> _Task requirements_: Everything from the line containing "You are given a photograph. Could you point to the hazy" through the last line of the records below should be printed exactly, please, and nothing else.

> _Data for this exercise_:
╭──
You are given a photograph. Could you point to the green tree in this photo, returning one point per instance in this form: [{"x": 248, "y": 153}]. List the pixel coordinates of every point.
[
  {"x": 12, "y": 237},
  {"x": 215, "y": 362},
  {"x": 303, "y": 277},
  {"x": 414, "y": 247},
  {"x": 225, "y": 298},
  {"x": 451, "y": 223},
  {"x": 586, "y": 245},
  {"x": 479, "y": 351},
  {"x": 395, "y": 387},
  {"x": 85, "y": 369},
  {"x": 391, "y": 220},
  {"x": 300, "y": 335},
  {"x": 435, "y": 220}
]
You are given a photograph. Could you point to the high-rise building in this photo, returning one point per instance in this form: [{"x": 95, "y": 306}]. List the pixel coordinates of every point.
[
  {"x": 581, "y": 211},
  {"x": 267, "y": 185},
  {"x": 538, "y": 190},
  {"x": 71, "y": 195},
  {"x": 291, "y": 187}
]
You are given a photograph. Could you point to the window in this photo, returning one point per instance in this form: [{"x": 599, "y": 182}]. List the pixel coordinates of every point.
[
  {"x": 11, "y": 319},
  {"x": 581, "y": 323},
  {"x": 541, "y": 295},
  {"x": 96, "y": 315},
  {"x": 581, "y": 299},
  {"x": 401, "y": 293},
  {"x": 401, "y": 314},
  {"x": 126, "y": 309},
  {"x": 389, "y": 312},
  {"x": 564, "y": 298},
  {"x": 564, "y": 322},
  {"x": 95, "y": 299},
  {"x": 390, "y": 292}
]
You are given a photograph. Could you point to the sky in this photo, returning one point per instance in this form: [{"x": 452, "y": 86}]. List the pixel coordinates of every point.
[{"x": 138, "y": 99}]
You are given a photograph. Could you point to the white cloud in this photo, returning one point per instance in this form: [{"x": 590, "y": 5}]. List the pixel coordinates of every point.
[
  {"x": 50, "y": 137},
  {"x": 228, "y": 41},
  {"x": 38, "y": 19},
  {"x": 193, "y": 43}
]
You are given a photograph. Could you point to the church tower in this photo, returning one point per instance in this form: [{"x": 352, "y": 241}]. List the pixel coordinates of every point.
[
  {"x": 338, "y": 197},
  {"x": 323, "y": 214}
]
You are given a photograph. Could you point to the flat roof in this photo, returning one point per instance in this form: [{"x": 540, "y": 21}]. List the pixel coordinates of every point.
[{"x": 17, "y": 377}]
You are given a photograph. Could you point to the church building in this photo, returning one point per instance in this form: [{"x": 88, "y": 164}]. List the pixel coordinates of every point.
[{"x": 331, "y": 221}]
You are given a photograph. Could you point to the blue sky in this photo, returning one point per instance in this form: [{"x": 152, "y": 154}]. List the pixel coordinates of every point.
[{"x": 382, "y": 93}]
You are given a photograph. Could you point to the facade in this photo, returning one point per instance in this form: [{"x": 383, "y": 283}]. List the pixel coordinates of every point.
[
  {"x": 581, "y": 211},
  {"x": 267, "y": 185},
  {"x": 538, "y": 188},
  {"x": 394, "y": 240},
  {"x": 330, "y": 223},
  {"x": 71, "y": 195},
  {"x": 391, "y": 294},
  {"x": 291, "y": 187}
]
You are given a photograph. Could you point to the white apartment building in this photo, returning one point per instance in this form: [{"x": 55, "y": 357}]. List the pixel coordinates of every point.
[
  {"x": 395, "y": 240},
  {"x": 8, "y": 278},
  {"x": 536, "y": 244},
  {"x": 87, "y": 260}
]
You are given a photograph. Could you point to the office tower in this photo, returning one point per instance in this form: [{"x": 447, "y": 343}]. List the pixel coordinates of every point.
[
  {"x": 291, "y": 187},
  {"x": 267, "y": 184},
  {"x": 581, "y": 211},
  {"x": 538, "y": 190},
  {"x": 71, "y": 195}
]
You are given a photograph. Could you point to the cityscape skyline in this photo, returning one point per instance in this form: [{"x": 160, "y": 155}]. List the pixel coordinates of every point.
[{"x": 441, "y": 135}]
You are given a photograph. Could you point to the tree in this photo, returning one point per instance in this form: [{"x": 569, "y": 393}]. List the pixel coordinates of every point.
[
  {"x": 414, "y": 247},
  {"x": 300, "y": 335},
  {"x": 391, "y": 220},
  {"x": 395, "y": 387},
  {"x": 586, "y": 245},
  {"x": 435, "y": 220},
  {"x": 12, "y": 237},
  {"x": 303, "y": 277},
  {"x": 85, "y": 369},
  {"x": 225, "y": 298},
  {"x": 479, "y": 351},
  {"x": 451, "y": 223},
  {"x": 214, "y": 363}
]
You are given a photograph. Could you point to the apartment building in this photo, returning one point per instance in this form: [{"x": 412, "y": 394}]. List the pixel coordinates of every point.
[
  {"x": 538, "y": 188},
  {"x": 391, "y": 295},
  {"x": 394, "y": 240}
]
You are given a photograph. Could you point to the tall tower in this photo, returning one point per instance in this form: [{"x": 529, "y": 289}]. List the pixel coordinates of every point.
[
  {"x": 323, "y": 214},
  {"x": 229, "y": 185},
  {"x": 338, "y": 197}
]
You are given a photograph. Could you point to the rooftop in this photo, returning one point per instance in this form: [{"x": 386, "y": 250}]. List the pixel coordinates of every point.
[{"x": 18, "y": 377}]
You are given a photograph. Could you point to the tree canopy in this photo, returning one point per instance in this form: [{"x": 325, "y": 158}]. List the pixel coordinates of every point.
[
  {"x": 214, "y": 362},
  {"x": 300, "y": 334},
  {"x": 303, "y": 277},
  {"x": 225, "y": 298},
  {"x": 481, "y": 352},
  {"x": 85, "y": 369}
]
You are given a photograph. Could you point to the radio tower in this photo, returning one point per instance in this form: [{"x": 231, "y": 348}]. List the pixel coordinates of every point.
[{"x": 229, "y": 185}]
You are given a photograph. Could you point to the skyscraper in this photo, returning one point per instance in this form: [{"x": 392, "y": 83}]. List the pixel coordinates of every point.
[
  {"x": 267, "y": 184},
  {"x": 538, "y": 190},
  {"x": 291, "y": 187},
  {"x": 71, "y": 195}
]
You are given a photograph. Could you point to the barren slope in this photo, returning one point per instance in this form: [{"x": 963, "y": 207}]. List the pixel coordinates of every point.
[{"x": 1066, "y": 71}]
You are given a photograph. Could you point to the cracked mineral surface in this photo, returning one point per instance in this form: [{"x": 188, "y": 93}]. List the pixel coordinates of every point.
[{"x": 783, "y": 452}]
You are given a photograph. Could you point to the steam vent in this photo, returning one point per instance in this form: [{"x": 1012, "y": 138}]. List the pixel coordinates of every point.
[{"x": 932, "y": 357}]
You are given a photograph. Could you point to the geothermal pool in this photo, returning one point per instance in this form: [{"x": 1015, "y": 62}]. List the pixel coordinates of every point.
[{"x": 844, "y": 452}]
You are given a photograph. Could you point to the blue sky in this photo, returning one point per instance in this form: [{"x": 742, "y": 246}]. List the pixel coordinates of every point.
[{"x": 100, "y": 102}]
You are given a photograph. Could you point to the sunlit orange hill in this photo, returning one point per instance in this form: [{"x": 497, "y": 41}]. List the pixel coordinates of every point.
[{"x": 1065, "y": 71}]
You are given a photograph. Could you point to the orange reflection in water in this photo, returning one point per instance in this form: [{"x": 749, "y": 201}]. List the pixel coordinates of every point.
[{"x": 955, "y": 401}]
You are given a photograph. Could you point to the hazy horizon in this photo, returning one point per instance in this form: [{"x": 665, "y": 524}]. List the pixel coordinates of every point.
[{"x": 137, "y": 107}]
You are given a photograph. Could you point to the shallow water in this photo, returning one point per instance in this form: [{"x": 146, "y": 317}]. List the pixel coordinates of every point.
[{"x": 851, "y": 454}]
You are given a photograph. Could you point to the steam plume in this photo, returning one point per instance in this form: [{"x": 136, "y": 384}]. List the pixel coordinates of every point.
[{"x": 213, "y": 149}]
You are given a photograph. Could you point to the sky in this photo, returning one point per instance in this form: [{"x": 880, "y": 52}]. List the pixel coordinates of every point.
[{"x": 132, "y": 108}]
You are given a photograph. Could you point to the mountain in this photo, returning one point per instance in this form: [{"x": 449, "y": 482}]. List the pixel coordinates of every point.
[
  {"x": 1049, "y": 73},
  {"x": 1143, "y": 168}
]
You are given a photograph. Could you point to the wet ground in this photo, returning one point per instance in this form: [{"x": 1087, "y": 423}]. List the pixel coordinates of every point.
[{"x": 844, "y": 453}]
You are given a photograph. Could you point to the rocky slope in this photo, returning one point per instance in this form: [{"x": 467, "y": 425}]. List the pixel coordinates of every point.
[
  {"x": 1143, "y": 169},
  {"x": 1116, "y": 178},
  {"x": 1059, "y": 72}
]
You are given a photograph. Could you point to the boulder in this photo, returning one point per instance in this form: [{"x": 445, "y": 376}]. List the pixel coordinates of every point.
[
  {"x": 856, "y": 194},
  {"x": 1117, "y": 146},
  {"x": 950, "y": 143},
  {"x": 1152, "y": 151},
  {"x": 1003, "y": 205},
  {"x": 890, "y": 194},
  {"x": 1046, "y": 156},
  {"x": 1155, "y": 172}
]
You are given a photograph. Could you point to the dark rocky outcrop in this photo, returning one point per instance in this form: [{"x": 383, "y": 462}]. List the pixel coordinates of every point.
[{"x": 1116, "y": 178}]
╰──
> _Worked solution_:
You are given a photograph. Could you point to the hazy horizon in this photo, returning one point per instance in this form: [{"x": 665, "y": 524}]. List the pixel coordinates of every point.
[{"x": 137, "y": 107}]
You are given a photograph. Could you point to the shallow water in this photo, returning one point per instance in this form: [{"x": 146, "y": 317}]. List the pixel coordinates of every point.
[{"x": 851, "y": 454}]
You are given a photograph. Could you point to the steam plume in this photo, returning one point per instance in this form: [{"x": 136, "y": 384}]. List the pixel coordinates of every point.
[{"x": 213, "y": 149}]
You are given a photograph. Could you point to the sky in this photo, returning one point per instance in this form: [{"x": 880, "y": 52}]. List the pixel coordinates of every point.
[{"x": 132, "y": 108}]
You are given a photograph. Could you point to the mountain in this photo, returning one point per instance in this form: [{"x": 449, "y": 482}]. List the pixel coordinates of every point.
[
  {"x": 1049, "y": 73},
  {"x": 1143, "y": 168}
]
You are given a photograph. Could you point to the wet ground in this photo, returning one point per instance in this form: [{"x": 1087, "y": 423}]. List the pixel coordinates of every point.
[{"x": 844, "y": 453}]
You are given a photograph. Could you point to the rocky slope in this photo, returning one point per instance in this form: [{"x": 467, "y": 425}]. List the pixel coordinates of every point.
[
  {"x": 1143, "y": 169},
  {"x": 1116, "y": 178},
  {"x": 1059, "y": 72}
]
You are given a photograph. Could you point to the boulder in this photo, returning one point per instance in this form: [{"x": 445, "y": 376}]. List the pixel coordinates of every point.
[
  {"x": 856, "y": 194},
  {"x": 1117, "y": 146},
  {"x": 950, "y": 143},
  {"x": 1152, "y": 151},
  {"x": 1003, "y": 205},
  {"x": 890, "y": 194},
  {"x": 1046, "y": 156},
  {"x": 1155, "y": 172}
]
You are given a photograph. Could you point to the dark rocky outcrop in this photo, returning one point per instance in this form: [{"x": 383, "y": 462}]. List the pixel coordinates of every point.
[{"x": 1116, "y": 178}]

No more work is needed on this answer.